AVAILABLE DATA:
========
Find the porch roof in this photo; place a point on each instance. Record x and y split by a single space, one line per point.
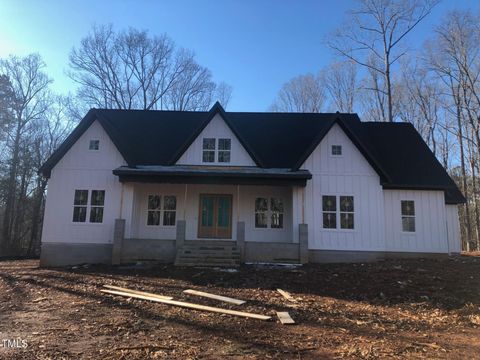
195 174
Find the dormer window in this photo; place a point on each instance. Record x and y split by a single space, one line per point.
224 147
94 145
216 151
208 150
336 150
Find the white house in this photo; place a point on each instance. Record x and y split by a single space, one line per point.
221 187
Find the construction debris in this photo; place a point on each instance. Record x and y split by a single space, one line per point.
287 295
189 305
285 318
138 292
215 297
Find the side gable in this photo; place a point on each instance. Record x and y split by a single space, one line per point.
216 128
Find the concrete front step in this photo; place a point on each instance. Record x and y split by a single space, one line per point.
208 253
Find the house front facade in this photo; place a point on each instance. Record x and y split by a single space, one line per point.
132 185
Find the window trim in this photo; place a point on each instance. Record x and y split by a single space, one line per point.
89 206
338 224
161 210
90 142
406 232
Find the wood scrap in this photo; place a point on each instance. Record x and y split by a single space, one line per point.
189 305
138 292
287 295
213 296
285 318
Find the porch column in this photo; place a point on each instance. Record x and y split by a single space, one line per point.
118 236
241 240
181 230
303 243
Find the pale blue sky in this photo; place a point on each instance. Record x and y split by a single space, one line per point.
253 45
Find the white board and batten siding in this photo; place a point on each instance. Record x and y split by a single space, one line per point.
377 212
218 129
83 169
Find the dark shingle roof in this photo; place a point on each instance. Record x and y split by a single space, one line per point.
========
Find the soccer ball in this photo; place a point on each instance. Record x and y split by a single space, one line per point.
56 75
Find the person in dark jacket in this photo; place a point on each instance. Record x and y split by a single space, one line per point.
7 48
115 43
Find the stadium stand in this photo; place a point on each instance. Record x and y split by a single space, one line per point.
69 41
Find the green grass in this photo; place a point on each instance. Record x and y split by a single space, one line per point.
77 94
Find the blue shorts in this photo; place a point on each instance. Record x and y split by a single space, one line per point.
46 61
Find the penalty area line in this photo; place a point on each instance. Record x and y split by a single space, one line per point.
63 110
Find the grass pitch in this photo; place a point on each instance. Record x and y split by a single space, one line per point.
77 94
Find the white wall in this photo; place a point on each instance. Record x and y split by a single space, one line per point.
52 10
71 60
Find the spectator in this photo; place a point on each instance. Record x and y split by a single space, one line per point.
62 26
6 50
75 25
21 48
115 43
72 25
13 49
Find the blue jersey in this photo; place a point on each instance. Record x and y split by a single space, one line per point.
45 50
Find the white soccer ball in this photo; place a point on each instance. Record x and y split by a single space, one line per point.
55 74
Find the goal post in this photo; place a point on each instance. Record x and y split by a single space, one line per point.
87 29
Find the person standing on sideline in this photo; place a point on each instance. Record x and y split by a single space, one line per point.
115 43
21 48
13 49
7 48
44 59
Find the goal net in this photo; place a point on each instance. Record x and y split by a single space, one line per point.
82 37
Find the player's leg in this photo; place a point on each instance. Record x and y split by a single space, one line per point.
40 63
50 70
========
Please write out every line of the entries from the line with "Find the white house" up to and including the line with "Find the dark", adding -132 to each coordinate and leaving all other text unchanged.

SOLUTION FOR THIS PROBLEM:
Find the white house in this photo; place a point on each instance. Record x and y split by a single space, one line per point.
89 55
Find the construction debris in this photo; place a point on each instance. Record x and y split by a single space, one line per point.
155 163
57 173
153 186
6 160
83 165
Find the side gable in this photo; place a point on each instance. Record x and y split by a single space, one line per point.
84 -4
Find the concrete front step in this photo; place a point on each instance. Record x and y split by a single space, one line per point.
76 121
Find the house front facade in this photo; place a point on each instance. Record x and y split by a single space, one line per point.
0 53
Find the window trim in this photo; place a point on each instance. Record x and y split by a single space, one line per point.
-43 74
206 92
29 78
-42 10
274 100
Find the wood scrap in this photo; place a point on each instance. Record x and y split by a single space, one line per point.
57 173
6 160
155 163
81 164
153 186
Find the porch column in this photo; place a point on each instance. Record x and y split by a single space, one line per point.
-14 104
109 108
49 98
171 111
Find the pale blue sky in this photo; place a point on each instance. Record x and y split by a single space, one line per point.
121 -87
Find the white board and batten siding in this photo; place a point on each instance. Record x and y split by a single space, one line per point.
245 80
86 -3
-49 37
Find the dark shingle roof in this photo; place a point on each instance. Record x and y split by a single space, one line per point.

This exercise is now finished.